◆ **What to produce**
Resume the forum thread on speed/cadence sensors versus GPS alone from the point where it ends.

# Speed/Cadence sensor vs just GPS



## dss8653 (Feb 2, 2013)

I'm trying to decide if its worth it to use a speed/cadence sensor on my Garmin or just rely on the GPS, which seems pretty accurate. This time of year, the trails around here are pretty muddy. Won't that interfere with the sensors?
I get the speed part, but is cadence really that crucial in mountain biking?
So who uses it and why?
BTW, I'm currently using a forerunner 305.


----------



## Cerberus044 (Jul 17, 2012)

Cadence is really a roadie thing more than a mtb thing. Unless youre riding mostly fire roads or lots of flat super slick xc I wouldn't worry about getting a cadence sensor. As far as mud effecting wheel magnet sensors I can't say I've ever had that happen. The rotation of the wheel keeps it off the magnet and the sensor on the fork is in a spot that doesn't see much splash. I've compared my garmin 500's speed/dist calc to my wheel magnet cateye enduro's measurements and I'd say 5-9% accuracy lost on the garmin just because of update frequency losses. Personally I use my gps for ride logging more than strava or anything else so I'm interested in altitude speed and distance and if I'm out on training rides heart rate and it's accurate enough for my purposes.


----------



## Noclutch (Jun 20, 2010)

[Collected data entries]

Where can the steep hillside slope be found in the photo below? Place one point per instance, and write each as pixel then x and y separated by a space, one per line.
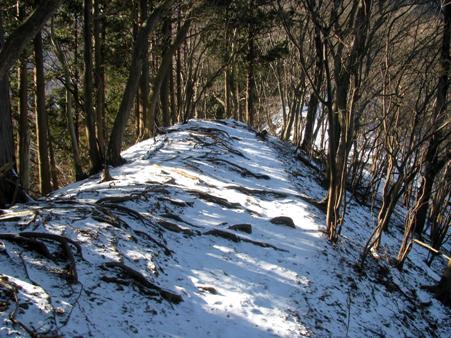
pixel 205 232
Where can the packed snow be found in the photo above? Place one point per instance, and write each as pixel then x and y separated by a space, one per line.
pixel 219 215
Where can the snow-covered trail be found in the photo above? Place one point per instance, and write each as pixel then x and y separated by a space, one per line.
pixel 170 215
pixel 229 289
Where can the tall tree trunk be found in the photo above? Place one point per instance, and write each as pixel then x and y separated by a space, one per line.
pixel 69 109
pixel 7 162
pixel 432 163
pixel 10 51
pixel 53 169
pixel 94 154
pixel 250 94
pixel 24 132
pixel 20 38
pixel 164 91
pixel 41 119
pixel 139 54
pixel 144 90
pixel 99 75
pixel 308 140
pixel 164 68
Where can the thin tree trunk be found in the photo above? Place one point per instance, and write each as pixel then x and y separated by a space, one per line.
pixel 94 154
pixel 53 169
pixel 162 71
pixel 143 101
pixel 139 53
pixel 41 119
pixel 19 39
pixel 164 91
pixel 250 94
pixel 99 75
pixel 24 132
pixel 69 110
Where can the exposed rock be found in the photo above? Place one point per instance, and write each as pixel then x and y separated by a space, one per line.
pixel 247 228
pixel 283 220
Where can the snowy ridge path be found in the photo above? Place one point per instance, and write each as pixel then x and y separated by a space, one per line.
pixel 165 228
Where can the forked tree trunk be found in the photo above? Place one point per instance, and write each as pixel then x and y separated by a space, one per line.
pixel 139 54
pixel 9 53
pixel 94 154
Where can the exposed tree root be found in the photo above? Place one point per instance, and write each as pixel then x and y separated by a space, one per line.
pixel 214 199
pixel 247 228
pixel 142 282
pixel 30 243
pixel 242 171
pixel 283 220
pixel 235 238
pixel 53 237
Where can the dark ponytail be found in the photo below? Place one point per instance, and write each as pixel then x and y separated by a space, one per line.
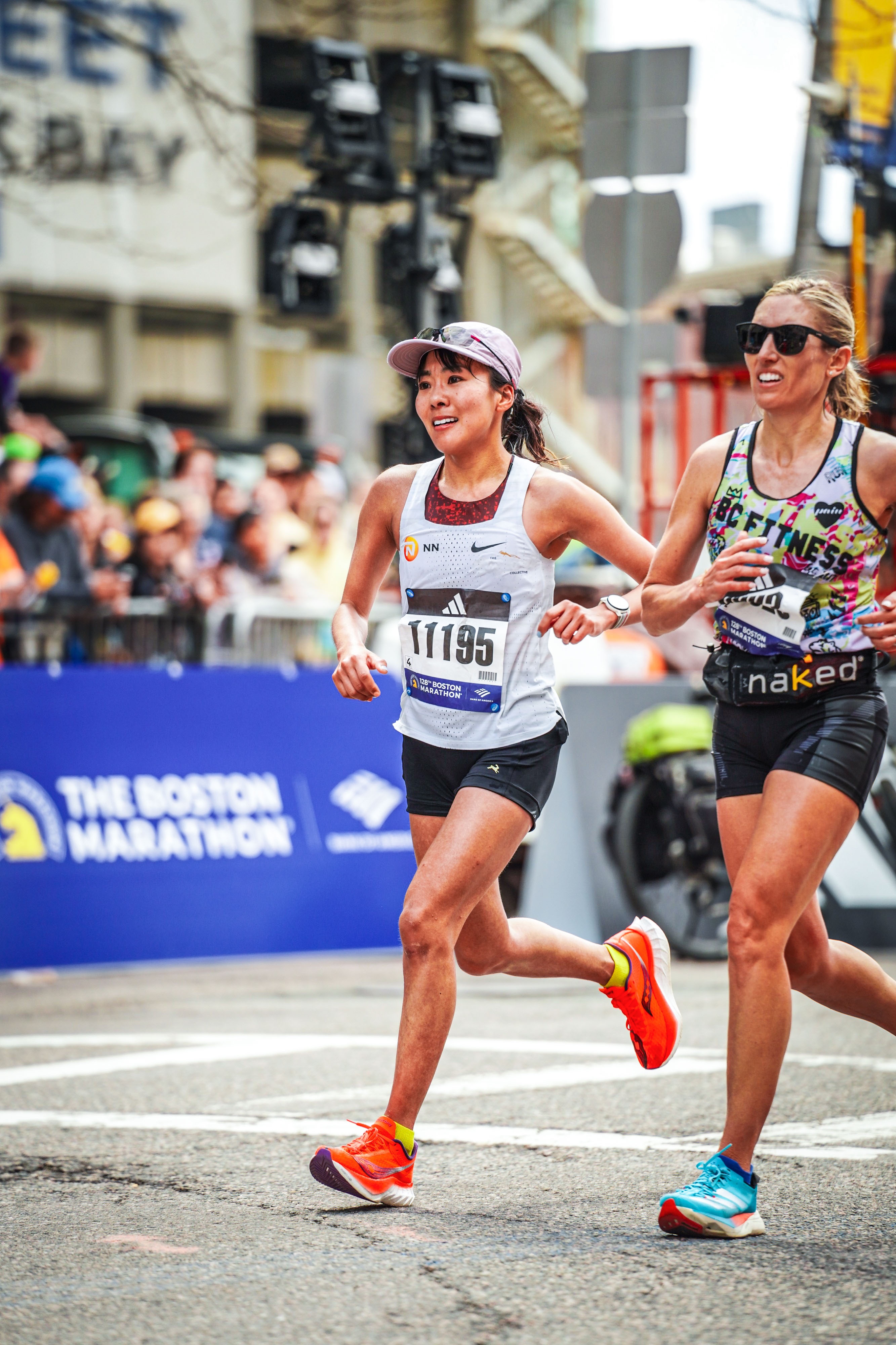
pixel 520 426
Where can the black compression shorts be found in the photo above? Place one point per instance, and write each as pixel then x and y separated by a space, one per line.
pixel 523 773
pixel 839 740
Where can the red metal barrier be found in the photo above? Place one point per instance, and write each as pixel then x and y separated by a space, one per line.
pixel 720 381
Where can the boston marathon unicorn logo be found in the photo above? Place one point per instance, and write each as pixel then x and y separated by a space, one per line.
pixel 30 825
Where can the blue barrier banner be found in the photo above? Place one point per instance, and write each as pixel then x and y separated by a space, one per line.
pixel 216 813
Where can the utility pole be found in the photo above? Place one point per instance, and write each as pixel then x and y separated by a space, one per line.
pixel 424 198
pixel 630 353
pixel 809 252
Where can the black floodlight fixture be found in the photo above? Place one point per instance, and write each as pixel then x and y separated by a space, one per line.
pixel 349 143
pixel 469 123
pixel 300 264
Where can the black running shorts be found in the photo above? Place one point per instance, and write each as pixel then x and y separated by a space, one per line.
pixel 523 773
pixel 839 740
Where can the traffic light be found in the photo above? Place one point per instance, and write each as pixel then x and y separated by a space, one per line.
pixel 300 264
pixel 467 120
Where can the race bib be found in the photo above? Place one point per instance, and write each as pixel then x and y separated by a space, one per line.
pixel 769 618
pixel 453 648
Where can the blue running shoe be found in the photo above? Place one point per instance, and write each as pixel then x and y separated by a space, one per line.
pixel 719 1204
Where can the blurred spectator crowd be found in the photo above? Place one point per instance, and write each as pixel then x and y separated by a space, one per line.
pixel 192 540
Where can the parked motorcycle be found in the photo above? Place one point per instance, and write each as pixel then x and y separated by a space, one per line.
pixel 662 835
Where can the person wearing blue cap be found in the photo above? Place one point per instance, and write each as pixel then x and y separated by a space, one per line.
pixel 40 532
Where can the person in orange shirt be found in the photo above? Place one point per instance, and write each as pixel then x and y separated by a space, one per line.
pixel 13 578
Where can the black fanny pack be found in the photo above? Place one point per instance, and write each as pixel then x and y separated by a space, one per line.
pixel 738 679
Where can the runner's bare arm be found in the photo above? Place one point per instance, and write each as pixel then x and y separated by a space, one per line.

◆ **Expected output**
I've been using the GSC10 with my forerunner 305 for the last 6 months or so. I like to use is as one rough gauge as to how I'm performing on the trail on any particular day, aside from time/avg speed/Strava data LOL. But if my avg cadence is down 5-10 rpm on flat XC trails I know that I've been slacking and pick it up mid ride. On very techy trail days it doesn't tell me much at all, though my cadence avg has been consistent and much lower (low 70's vs high 80's). I just got finished pairing the gsc10 to my 510 and looking forward to comparing the distances recorded by my cell's GPS vs both Garmins. I have no experience with mud FWIW :thumbsup:


----------



## ghettocruiser (Jun 21, 2008)

Ignoring for a minute the issue of whether you think cadence is useful knowledge:

If your device can do 1-second recording, the GSC-10 will only benefit a data junkie or people who frequently ride in areas with obstructed skyview (canyons, high buildings, etc).

If your device only does smart recording, distance accuracy will improve with the wheel magnet on trails that are twisty regardless of skyview.


----------



## willtsmith_nwi (Jan 1, 1970)

GPS is inaccurate when you are not travelling in straight lines. The method they use for distance calculation is to check position at regular intervals and then they just use the good old Pythagorean theorem. And yes in obstructed viewpoints the actual GPS positioning accuracy goes to hell.

The wheel sensor will fix the inaccuracies in the GPS. Then the GPS is just for showing where you've been (which is cool).

Yes, cadence is a roadie thing as MTBer's cadence tend to vary widely depending on what's coming up. However, A road/pathway biker will get very accurate results from an unaided GPS as roads tend to go in straight lines ;-)

The Garmin Speed/Cadence sensor is about $30.


----------



## Bailey44 (Dec 30, 2010)

I run the speed/cadence sensor on my road bike but couldn't care less about it on my MTB.

I couldn't imagine trying to look at cadence off road plus it's pretty easy to keep a nice cadence once you are used to knowing what it feels like from road riding.

I am certain that the speed/mileage would be more accurate if I used it on my MTB but I just don't care about all that on the trails. MTB is my fun time.


----------



## Harold (Dec 23, 2003)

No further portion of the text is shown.